Lo que se pide: Encuentra las líneas que contienen la cadena "keys" y cópialas completas. Se distinguen mayúsculas y minúsculas.
----------------
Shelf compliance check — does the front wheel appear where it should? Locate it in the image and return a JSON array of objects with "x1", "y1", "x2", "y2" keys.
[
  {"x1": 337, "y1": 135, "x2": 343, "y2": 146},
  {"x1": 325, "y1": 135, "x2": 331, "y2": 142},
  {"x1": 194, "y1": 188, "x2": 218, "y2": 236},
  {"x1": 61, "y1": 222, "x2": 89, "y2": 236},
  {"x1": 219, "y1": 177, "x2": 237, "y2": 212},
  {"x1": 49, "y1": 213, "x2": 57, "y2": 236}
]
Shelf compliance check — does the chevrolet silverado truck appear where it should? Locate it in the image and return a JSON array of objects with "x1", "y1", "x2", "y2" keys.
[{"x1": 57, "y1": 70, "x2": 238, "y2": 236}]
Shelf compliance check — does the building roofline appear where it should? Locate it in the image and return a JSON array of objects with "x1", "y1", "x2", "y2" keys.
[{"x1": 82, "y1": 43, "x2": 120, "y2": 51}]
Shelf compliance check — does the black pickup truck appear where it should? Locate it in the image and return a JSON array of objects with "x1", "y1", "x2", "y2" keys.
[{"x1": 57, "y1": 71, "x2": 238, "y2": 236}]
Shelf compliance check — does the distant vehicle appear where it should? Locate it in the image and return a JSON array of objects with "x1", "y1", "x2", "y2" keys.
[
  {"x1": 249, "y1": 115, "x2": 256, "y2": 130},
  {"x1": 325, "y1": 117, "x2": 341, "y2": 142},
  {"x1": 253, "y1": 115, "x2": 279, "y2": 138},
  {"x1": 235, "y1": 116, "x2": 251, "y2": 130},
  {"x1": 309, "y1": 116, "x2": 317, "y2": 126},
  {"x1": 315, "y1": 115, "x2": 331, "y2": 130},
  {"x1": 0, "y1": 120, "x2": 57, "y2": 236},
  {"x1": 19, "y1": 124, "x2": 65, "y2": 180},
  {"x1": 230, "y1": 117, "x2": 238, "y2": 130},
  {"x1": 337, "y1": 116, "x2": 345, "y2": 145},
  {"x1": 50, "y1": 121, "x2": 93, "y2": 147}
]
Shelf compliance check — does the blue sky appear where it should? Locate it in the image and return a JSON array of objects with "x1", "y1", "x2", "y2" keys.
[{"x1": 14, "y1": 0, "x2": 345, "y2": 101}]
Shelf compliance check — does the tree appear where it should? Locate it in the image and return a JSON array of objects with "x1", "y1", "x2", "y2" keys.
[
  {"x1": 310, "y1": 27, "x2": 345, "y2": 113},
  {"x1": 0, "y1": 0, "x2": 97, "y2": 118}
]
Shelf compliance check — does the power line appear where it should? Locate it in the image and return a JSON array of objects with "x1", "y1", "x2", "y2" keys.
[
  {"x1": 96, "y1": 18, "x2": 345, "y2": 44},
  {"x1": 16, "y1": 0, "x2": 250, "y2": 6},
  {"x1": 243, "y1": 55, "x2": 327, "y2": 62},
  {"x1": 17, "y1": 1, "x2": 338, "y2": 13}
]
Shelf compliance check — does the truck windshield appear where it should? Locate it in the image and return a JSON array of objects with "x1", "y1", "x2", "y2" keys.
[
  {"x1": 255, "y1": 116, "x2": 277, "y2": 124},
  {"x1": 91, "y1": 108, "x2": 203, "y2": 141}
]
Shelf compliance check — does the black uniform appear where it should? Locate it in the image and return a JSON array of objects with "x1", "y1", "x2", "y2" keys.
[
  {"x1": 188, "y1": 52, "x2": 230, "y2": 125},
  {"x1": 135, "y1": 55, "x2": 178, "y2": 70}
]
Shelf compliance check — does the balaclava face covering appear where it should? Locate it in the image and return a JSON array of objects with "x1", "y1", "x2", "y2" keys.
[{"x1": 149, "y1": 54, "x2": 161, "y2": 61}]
----------------
Ejercicio resuelto:
Shelf compliance check — does the front wheel appear where it should? Locate it in the image and return a JSON array of objects with "x1", "y1", "x2", "y2" keys.
Shelf compliance check — does the chevrolet silverado truck appear where it should? Locate it in the image and return a JSON array of objects with "x1", "y1", "x2", "y2" keys.
Shelf compliance check — does the building roofline appear where it should? Locate it in the image and return a JSON array of objects with "x1", "y1", "x2", "y2" keys.
Shelf compliance check — does the black pickup truck appear where it should? Locate it in the image and return a JSON array of objects with "x1", "y1", "x2", "y2" keys.
Shelf compliance check — does the distant vehicle appear where it should? Locate it in the image and return a JSON array of objects with "x1", "y1", "x2", "y2" keys.
Shelf compliance check — does the blue sky appear where it should? Locate it in the image and return a JSON array of objects with "x1", "y1", "x2", "y2" keys.
Shelf compliance check — does the tree appear where it should? Locate it in the image and return a JSON array of objects with "x1", "y1", "x2", "y2" keys.
Shelf compliance check — does the power line appear where it should? Locate it in the image and return a JSON array of objects with "x1", "y1", "x2", "y2" keys.
Shelf compliance check — does the truck windshield appear where it should? Locate it in the image and return a JSON array of objects with "x1", "y1", "x2", "y2" keys.
Shelf compliance check — does the black uniform appear where it should? Locate it in the image and return a JSON array of objects with "x1", "y1", "x2", "y2" keys.
Shelf compliance check — does the balaclava face covering appear where it should? Locate it in the image and return a JSON array of objects with "x1", "y1", "x2", "y2" keys.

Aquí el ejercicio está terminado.